» WHAT TO DO: Output only the lines that run from the line holding "Point out the white" to the end of the entries, both ends included, and skip the pictures.

» DATASET:
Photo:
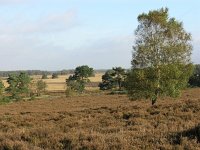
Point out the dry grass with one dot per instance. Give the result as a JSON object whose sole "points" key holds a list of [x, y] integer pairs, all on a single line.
{"points": [[102, 122], [59, 84]]}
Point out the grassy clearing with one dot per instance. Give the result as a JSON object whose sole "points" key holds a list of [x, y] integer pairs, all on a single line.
{"points": [[59, 84], [101, 122]]}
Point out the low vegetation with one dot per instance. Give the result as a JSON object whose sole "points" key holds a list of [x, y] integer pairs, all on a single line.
{"points": [[102, 122], [92, 120]]}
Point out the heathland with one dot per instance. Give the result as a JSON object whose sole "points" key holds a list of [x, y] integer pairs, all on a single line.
{"points": [[101, 121]]}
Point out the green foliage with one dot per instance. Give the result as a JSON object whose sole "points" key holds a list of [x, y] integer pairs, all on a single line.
{"points": [[2, 87], [195, 78], [143, 83], [161, 57], [113, 78], [76, 82], [83, 72], [108, 81], [40, 87], [44, 76], [54, 76], [18, 85]]}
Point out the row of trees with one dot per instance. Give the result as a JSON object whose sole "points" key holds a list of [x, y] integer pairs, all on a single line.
{"points": [[20, 86], [77, 81]]}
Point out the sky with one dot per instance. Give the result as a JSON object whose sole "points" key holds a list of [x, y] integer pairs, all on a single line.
{"points": [[64, 34]]}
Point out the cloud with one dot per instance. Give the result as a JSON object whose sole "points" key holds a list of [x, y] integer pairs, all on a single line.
{"points": [[11, 1], [46, 24], [106, 52]]}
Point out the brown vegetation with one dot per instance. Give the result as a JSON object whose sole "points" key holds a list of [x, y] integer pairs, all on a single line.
{"points": [[102, 122]]}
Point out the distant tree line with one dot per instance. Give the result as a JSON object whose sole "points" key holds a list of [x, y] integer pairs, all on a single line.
{"points": [[21, 86], [40, 72], [36, 72]]}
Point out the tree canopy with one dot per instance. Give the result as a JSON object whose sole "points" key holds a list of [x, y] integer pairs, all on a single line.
{"points": [[161, 57]]}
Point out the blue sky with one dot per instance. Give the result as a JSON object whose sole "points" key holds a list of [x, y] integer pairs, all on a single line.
{"points": [[63, 34]]}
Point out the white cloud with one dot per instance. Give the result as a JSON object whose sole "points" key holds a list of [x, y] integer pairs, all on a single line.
{"points": [[49, 24]]}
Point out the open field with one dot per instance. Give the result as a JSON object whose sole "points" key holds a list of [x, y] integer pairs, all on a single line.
{"points": [[59, 84], [102, 122]]}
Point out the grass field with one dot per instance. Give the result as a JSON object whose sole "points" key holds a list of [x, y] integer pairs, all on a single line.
{"points": [[59, 84], [102, 122]]}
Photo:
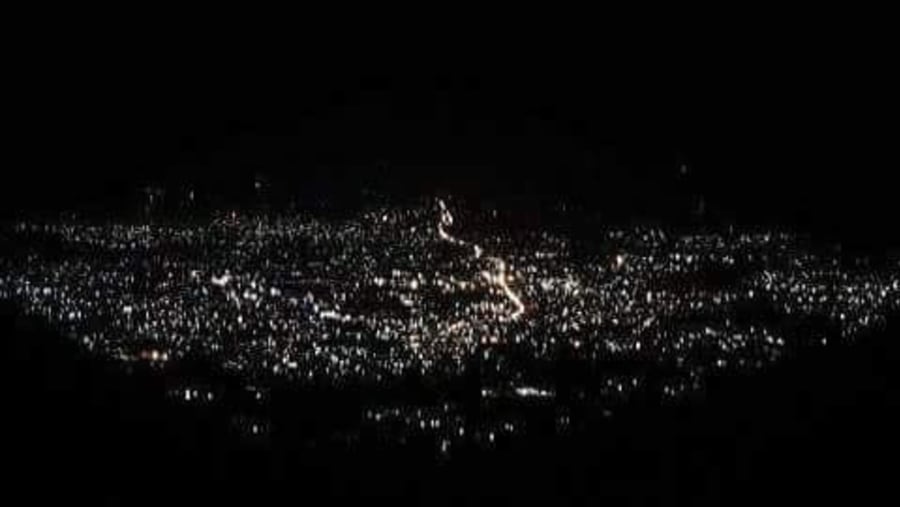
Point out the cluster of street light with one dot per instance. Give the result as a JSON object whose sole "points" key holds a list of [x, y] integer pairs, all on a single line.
{"points": [[416, 288]]}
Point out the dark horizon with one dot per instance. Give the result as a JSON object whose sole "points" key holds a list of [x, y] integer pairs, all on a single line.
{"points": [[761, 144]]}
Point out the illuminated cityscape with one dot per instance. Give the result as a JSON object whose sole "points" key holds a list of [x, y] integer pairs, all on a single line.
{"points": [[436, 290]]}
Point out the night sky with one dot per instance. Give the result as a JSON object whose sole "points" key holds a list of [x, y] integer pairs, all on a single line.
{"points": [[769, 134]]}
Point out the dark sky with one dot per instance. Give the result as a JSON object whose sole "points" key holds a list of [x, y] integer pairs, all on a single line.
{"points": [[779, 134]]}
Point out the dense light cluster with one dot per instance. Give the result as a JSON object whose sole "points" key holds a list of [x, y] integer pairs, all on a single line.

» TASK OUTPUT:
Point out the white cloud with one dot per instance. Give the result as a JSON object whose sole "points" key holds a list of [x, y] integer pairs, all on a single line.
{"points": [[49, 24]]}
Point out the open field with one dot per instance. Give the result as a JSON object whose sole "points" key holds a list of [x, y] integer pairs, all on a single line.
{"points": [[59, 84], [102, 122]]}
Point out the grass field with one dot per instance. Give the result as a JSON object whose sole "points" key holds a list of [x, y] integer pairs, all on a single line.
{"points": [[59, 84], [102, 122]]}
Photo:
Point out the cluster of street light with one dot per instance. Give the result as a JSON object whose sole "points" key holds a list of [x, y] integer pairs, all on a single line.
{"points": [[416, 288]]}
Point out the dark horizon with one dot per instance. Give the result as a JSON object whose sole "points" key holds a list of [x, y] integer pairs, all on a single line.
{"points": [[761, 144]]}
Point out the illuminated cityscape with one dot per instance. Give the result as a JSON object whose sole "points" key holds a list of [x, y] integer pairs, all on a single line.
{"points": [[436, 290]]}
Point out the night sky with one dot per instance. Give the result as a JSON object whose sole "points" key holds a list of [x, y] integer pairs, all on a single line.
{"points": [[769, 134]]}
Point out the dark sky with one dot per instance. Give the result as a JSON object whose sole "points" key holds a list of [x, y] integer pairs, all on a single line.
{"points": [[779, 134]]}
Point out the dense light cluster with one dot per instance. Give the result as a JSON object whose sole "points" key holds a list of [x, y] integer pairs, all on a single line.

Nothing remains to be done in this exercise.